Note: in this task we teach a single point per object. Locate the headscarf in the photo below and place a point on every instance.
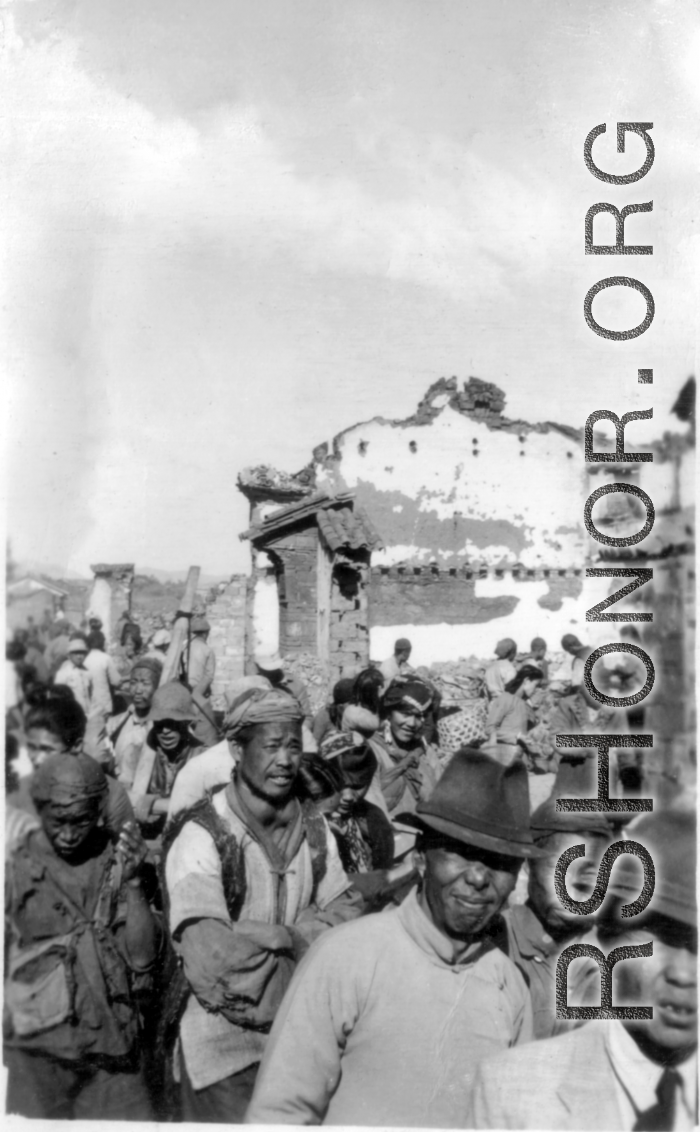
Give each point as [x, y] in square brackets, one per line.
[546, 820]
[411, 694]
[65, 779]
[244, 684]
[343, 689]
[259, 706]
[359, 719]
[358, 764]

- _WRITTEN REQUEST_
Write out all of the material above word for word, leaving out the pictures.

- _FULL SOLUTION_
Note: in this task we teach a single point per object. Locate the headscarf in the photo below and place a point on every instance.
Give each point as [x, y] in square brackets, one per line.
[546, 820]
[411, 694]
[65, 779]
[244, 684]
[343, 689]
[259, 706]
[359, 719]
[358, 764]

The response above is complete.